Diesel fuel is most often a light, refined petroleum product. Small diesel spills will usually evaporate and disperse naturally within a day or less. This is particularly true for typical spills from a fishing vessel (500-5,000 gallons), even in cold water. Thus, seldom is there any oil on the surface for responders to recover.
However, what is commonly referred to as "marine diesel" is often a heavier intermediate fuel oil that will persist longer when spilled. When spilled on water, diesel oil spreads very quickly to a thin film of rainbow and silver sheens, except for marine diesel, which may form a thicker film of dull or dark colors.
Diesel oil has a very low viscosity and is readily dispersed into the water column when winds reach 5-7 knots or with breaking waves.

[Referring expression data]

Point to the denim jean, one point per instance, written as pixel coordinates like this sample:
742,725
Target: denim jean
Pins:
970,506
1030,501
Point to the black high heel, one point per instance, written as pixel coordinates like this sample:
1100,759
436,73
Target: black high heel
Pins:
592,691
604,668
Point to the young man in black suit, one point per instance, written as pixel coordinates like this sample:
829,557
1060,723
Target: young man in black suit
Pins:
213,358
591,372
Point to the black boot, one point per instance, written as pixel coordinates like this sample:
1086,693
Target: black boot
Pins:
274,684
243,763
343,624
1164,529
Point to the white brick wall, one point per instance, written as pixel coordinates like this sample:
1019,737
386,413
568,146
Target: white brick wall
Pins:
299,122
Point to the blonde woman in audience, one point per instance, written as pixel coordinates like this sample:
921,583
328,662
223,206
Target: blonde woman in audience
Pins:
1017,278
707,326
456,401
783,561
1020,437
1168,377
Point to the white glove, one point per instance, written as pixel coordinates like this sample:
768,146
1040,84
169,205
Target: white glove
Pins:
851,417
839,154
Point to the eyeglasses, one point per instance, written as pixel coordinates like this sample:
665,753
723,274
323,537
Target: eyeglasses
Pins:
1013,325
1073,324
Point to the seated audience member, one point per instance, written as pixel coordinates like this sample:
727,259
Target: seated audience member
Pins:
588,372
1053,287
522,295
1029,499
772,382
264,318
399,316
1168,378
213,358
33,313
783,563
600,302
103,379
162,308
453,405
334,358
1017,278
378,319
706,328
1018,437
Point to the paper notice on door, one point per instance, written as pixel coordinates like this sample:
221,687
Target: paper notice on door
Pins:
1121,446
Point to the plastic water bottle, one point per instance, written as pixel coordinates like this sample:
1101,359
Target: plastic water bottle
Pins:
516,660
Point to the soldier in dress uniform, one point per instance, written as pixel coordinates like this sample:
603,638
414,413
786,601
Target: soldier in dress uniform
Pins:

— QUESTIONS ON THE MATERIAL —
• a. Answer each question from the passage on diesel spills:
(i) What volume range is given for typical spills from a fishing vessel?
(ii) What colors may the film formed by spilled marine diesel show?
(iii) At what wind speed is diesel oil readily dispersed into the water column?
• b. Decide whether each statement agrees with the passage on diesel spills. Answer yes or no, and quote the deciding words:
(i) Small diesel spills usually evaporate and disperse naturally within a day or less.
(ii) Marine diesel persists for a shorter time than lighter diesel when spilled.
(iii) Diesel oil has a high viscosity.
The rows have no connection to the passage on diesel spills.

— WRITTEN ANSWERS —
• a.
(i) 500-5,000 gallons
(ii) Dull or dark colors
(iii) 5-7 knots

• b.
(i) Yes: "Small diesel spills will usually evaporate and disperse naturally within a day or less."
(ii) No: "a heavier intermediate fuel oil that will persist longer when spilled"
(iii) No: "Diesel oil has a very low viscosity"